Your objective: Every record below is to be restated word for word, and no picture is to be copied.

Given records:
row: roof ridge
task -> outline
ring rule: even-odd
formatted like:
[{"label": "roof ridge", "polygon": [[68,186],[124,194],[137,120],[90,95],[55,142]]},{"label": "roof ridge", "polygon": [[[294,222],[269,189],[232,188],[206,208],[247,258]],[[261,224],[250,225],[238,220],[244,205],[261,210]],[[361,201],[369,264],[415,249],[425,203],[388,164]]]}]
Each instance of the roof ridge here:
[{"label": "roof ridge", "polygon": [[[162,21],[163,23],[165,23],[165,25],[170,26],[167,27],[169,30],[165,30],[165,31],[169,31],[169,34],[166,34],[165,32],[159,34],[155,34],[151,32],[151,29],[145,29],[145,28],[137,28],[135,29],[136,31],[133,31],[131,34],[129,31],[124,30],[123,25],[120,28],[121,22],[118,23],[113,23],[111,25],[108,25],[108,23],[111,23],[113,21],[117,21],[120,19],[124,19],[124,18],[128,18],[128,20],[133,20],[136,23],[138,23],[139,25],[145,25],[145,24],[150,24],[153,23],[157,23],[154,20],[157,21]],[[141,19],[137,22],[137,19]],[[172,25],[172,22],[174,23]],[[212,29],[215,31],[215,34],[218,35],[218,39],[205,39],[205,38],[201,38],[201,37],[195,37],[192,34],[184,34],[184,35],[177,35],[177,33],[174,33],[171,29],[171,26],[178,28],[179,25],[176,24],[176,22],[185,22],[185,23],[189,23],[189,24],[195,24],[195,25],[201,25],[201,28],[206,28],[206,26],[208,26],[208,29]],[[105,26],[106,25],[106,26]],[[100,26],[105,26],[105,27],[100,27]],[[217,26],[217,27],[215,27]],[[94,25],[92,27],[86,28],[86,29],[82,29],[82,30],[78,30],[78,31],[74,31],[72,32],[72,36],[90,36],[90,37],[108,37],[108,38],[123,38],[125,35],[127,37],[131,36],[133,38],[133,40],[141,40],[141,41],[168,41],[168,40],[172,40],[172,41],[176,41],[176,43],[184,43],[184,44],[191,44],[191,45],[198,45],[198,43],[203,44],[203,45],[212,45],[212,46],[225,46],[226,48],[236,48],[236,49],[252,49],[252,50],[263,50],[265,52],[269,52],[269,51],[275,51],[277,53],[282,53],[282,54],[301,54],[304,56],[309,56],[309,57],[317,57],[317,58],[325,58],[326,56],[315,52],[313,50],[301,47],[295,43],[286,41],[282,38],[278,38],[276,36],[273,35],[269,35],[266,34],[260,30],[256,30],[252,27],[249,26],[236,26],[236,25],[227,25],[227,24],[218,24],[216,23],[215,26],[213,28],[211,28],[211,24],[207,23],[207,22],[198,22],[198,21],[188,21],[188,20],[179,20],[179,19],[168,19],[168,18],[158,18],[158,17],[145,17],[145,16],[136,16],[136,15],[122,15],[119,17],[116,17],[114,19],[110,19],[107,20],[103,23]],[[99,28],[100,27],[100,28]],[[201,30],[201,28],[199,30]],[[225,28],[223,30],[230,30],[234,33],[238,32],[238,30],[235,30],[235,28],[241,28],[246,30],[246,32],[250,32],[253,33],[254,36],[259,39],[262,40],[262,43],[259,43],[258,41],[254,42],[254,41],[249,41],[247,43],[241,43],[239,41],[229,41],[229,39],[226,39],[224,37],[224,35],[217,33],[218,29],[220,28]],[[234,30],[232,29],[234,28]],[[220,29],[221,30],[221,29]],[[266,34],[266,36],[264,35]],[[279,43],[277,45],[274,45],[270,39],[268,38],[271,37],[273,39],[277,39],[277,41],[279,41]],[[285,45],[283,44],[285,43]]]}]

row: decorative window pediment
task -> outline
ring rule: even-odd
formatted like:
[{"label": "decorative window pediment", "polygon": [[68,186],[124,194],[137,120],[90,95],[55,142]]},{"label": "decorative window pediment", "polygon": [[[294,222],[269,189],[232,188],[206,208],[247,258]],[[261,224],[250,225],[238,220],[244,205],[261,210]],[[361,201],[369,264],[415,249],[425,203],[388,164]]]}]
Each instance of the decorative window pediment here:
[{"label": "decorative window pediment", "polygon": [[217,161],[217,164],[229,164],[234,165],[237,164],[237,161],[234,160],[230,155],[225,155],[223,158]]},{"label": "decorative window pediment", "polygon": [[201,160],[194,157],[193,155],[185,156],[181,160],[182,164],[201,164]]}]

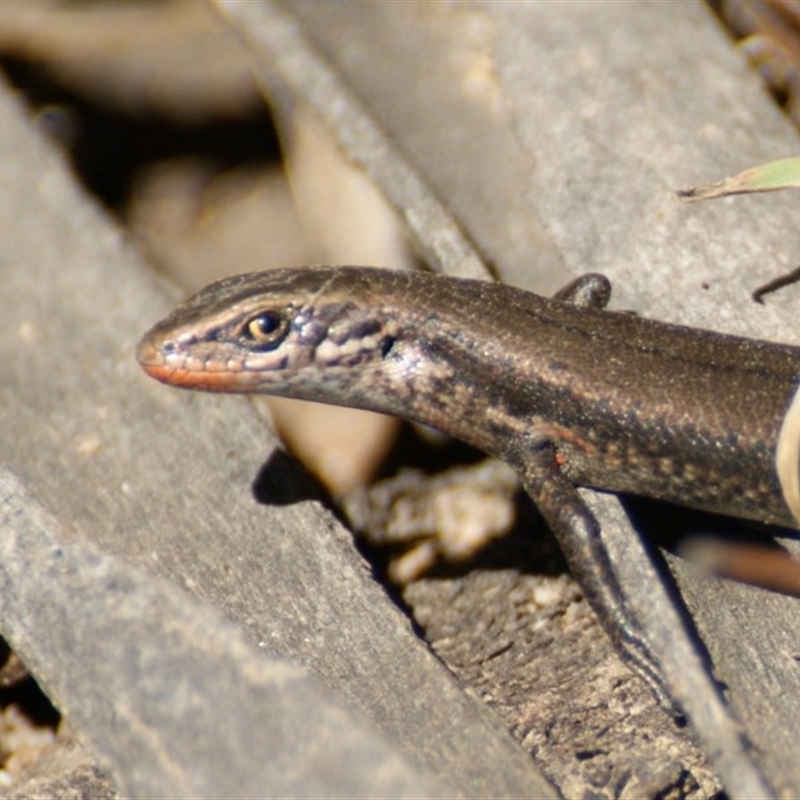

Result for this exercise:
row: roof ridge
task -> outline
ring rule: even-odd
formatted like:
[{"label": "roof ridge", "polygon": [[68,186],[124,194],[137,120],[90,95],[55,142]]},{"label": "roof ridge", "polygon": [[[294,222],[269,189],[232,188],[206,208],[247,258]],[[261,224],[250,225],[238,220],[244,205],[261,210]],[[361,201],[369,264],[415,249],[425,203],[388,164]]]}]
Each instance of the roof ridge here:
[{"label": "roof ridge", "polygon": [[[162,21],[163,23],[165,23],[165,25],[170,26],[167,27],[169,30],[165,30],[165,31],[169,31],[169,34],[166,34],[165,32],[159,34],[155,34],[151,32],[151,29],[145,29],[145,28],[137,28],[135,29],[136,31],[133,31],[131,34],[129,31],[124,30],[123,25],[120,28],[121,22],[118,23],[113,23],[111,25],[108,25],[108,23],[111,23],[113,21],[117,21],[120,19],[124,19],[124,18],[128,18],[128,20],[133,20],[136,23],[138,23],[139,25],[145,25],[145,24],[150,24],[153,23],[157,23],[154,20],[157,21]],[[141,19],[137,22],[137,19]],[[172,25],[172,22],[174,23]],[[212,29],[215,31],[215,34],[218,35],[218,39],[205,39],[205,38],[201,38],[201,37],[195,37],[192,34],[184,34],[184,35],[177,35],[177,33],[174,33],[171,29],[171,26],[178,28],[179,25],[176,24],[176,22],[185,22],[185,23],[189,23],[189,24],[195,24],[195,25],[201,25],[201,28],[206,28],[206,26],[208,26],[208,29]],[[105,26],[106,25],[106,26]],[[100,26],[105,26],[105,27],[100,27]],[[217,26],[217,27],[215,27]],[[94,25],[92,27],[86,28],[86,29],[82,29],[82,30],[78,30],[78,31],[74,31],[72,32],[72,36],[90,36],[90,37],[108,37],[108,38],[123,38],[125,35],[127,37],[131,36],[133,38],[133,40],[141,40],[141,41],[168,41],[168,40],[172,40],[172,41],[176,41],[176,43],[184,43],[184,44],[191,44],[191,45],[198,45],[198,43],[203,44],[203,45],[212,45],[212,46],[225,46],[226,48],[236,48],[236,49],[252,49],[252,50],[263,50],[265,52],[269,52],[269,51],[275,51],[277,53],[282,53],[282,54],[301,54],[304,56],[309,56],[309,57],[317,57],[317,58],[325,58],[326,56],[315,52],[313,50],[301,47],[295,43],[286,41],[282,38],[278,38],[276,36],[273,35],[269,35],[266,34],[260,30],[256,30],[252,27],[249,26],[236,26],[236,25],[227,25],[227,24],[218,24],[216,23],[215,26],[213,28],[211,28],[211,24],[207,23],[207,22],[198,22],[198,21],[188,21],[188,20],[179,20],[179,19],[168,19],[168,18],[158,18],[158,17],[145,17],[145,16],[136,16],[136,15],[122,15],[119,17],[116,17],[114,19],[110,19],[107,20],[103,23]],[[99,28],[100,27],[100,28]],[[201,30],[201,28],[199,30]],[[225,28],[223,30],[230,30],[234,33],[238,32],[238,30],[235,30],[235,28],[241,28],[246,30],[246,32],[250,32],[253,33],[254,36],[259,39],[262,40],[262,43],[259,43],[258,41],[254,42],[254,41],[249,41],[247,43],[241,43],[239,41],[229,41],[229,39],[226,39],[224,37],[224,35],[217,33],[218,29],[220,28]],[[234,30],[232,29],[234,28]],[[220,29],[221,30],[221,29]],[[266,34],[266,36],[264,35]],[[279,43],[277,45],[274,45],[270,39],[268,38],[271,37],[273,39],[277,39],[277,41],[279,41]],[[285,45],[283,44],[285,43]]]}]

row: decorative window pediment
task -> outline
ring rule: even-odd
formatted like:
[{"label": "decorative window pediment", "polygon": [[68,186],[124,194],[137,120],[90,95],[55,142]]},{"label": "decorative window pediment", "polygon": [[[294,222],[269,189],[232,188],[206,208],[247,258]],[[261,224],[250,225],[238,220],[244,205],[261,210]],[[361,201],[369,264],[415,249],[425,203],[388,164]]]}]
Each instance of the decorative window pediment here:
[{"label": "decorative window pediment", "polygon": [[217,161],[217,164],[229,164],[234,165],[237,164],[237,161],[234,160],[230,155],[225,155],[223,158]]},{"label": "decorative window pediment", "polygon": [[201,160],[194,157],[193,155],[185,156],[181,160],[182,164],[201,164]]}]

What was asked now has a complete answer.